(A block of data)
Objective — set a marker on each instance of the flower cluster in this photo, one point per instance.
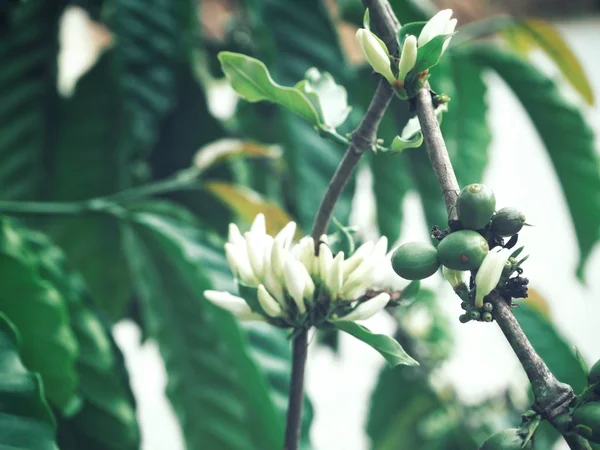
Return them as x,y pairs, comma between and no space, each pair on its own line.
378,55
293,286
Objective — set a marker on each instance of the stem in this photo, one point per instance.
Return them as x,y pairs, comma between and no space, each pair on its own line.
437,151
363,140
552,397
296,399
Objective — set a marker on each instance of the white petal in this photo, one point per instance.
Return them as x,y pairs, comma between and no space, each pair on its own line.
335,277
258,226
240,266
325,261
286,235
295,282
369,308
408,57
256,252
489,273
436,26
267,302
232,303
278,254
375,53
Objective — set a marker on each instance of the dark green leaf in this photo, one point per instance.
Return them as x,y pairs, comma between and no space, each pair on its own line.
251,80
107,418
464,126
210,372
39,310
389,348
26,422
552,347
568,139
87,162
28,52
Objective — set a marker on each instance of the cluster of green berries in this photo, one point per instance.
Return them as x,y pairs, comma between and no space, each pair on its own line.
467,248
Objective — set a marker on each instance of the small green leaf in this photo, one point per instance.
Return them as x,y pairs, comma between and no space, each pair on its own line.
400,143
26,422
329,99
430,54
413,29
387,346
251,80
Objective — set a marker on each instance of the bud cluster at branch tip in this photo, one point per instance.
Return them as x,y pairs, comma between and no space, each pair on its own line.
378,56
292,287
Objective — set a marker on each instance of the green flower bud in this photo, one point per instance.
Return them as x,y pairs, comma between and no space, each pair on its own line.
511,439
508,222
586,421
463,250
475,206
415,260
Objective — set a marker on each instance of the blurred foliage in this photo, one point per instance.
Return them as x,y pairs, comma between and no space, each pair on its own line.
92,247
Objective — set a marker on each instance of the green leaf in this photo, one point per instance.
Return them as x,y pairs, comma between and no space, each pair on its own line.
568,139
107,418
91,120
26,422
304,36
39,310
210,372
150,50
251,80
388,347
28,48
552,347
547,37
465,126
329,99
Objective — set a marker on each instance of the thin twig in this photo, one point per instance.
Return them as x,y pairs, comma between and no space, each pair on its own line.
552,397
363,140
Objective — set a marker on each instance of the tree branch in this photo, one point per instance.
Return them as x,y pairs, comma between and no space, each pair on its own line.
363,139
551,396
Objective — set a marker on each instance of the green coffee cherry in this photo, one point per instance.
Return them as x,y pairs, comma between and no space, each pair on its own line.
511,439
415,260
462,250
586,421
475,206
508,222
594,375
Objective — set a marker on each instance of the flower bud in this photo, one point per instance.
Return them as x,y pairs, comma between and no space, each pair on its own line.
437,25
369,308
267,302
489,273
232,303
375,53
408,58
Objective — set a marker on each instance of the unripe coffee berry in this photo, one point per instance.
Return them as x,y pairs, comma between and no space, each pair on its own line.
415,260
462,250
508,222
511,439
475,205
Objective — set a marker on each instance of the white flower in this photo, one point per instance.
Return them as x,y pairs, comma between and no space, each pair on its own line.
376,53
369,308
437,25
408,57
232,303
489,273
290,279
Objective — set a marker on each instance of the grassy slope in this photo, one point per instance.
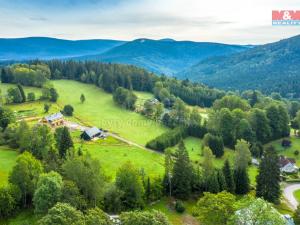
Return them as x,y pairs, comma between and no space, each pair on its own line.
289,152
297,195
193,145
37,91
100,110
112,154
7,161
165,205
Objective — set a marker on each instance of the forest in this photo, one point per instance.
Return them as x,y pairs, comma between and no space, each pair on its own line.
64,185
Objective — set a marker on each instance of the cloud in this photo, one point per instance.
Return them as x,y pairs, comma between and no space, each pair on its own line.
38,18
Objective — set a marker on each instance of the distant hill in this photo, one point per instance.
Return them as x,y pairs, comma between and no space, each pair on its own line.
164,56
49,48
270,68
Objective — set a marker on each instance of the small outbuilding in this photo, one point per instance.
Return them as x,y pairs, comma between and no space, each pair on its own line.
91,133
54,120
287,165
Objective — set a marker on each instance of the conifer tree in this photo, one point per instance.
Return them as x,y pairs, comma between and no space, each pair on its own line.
242,182
228,175
64,141
182,173
268,179
148,189
221,180
82,98
22,93
168,172
212,183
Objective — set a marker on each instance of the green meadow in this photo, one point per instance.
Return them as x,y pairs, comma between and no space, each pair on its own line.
112,154
193,145
7,161
36,91
288,152
100,110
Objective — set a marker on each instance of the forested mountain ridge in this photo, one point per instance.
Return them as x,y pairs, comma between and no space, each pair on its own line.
49,48
164,56
273,67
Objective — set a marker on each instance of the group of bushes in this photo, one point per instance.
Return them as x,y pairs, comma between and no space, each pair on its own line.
125,98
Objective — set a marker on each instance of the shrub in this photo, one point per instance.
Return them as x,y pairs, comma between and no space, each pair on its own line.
31,97
167,139
179,207
68,110
286,143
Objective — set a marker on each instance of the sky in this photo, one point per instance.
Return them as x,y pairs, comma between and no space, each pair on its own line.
230,21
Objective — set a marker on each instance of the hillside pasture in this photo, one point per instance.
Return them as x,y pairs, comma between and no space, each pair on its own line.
193,146
7,161
36,91
112,154
100,110
289,151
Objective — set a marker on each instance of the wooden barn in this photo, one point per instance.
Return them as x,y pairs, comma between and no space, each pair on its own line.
54,120
91,133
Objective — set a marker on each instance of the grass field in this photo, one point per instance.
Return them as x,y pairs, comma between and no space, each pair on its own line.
166,206
36,91
100,110
288,152
24,217
112,154
32,109
297,195
7,161
193,145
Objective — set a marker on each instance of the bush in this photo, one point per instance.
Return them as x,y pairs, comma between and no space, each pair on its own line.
215,143
286,143
31,97
68,110
125,98
179,207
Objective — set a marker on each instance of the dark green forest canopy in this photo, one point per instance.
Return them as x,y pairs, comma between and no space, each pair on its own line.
109,77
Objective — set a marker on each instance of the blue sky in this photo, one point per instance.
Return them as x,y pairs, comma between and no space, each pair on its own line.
230,21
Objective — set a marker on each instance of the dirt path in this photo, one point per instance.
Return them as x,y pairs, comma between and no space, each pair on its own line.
76,126
288,193
130,142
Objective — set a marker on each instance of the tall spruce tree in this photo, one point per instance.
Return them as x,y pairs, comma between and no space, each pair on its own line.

> PROBLEM
Restate word for word the lines from the one holding "Objective — set a marker on each instance of the blue" to the end of the listing, both ends included, and nothing more.

> THE SOLUTION
Objective — set a marker on each instance of the blue sky in this photo, one point per instance.
Return them as x,y pairs, comma between and no space, each pair on its own line.
230,21
Objective — set a marker on each instance of the dirt path in this photo, one point per instance.
Return them as x,y pairs, comma between and no space, each pair on its own line.
76,126
288,193
130,142
Objective — set a marker on each instance of the tall spruce tree in this photo, one point per instance.
Return them as x,y pairs, comma between and no space, each pair on its own line.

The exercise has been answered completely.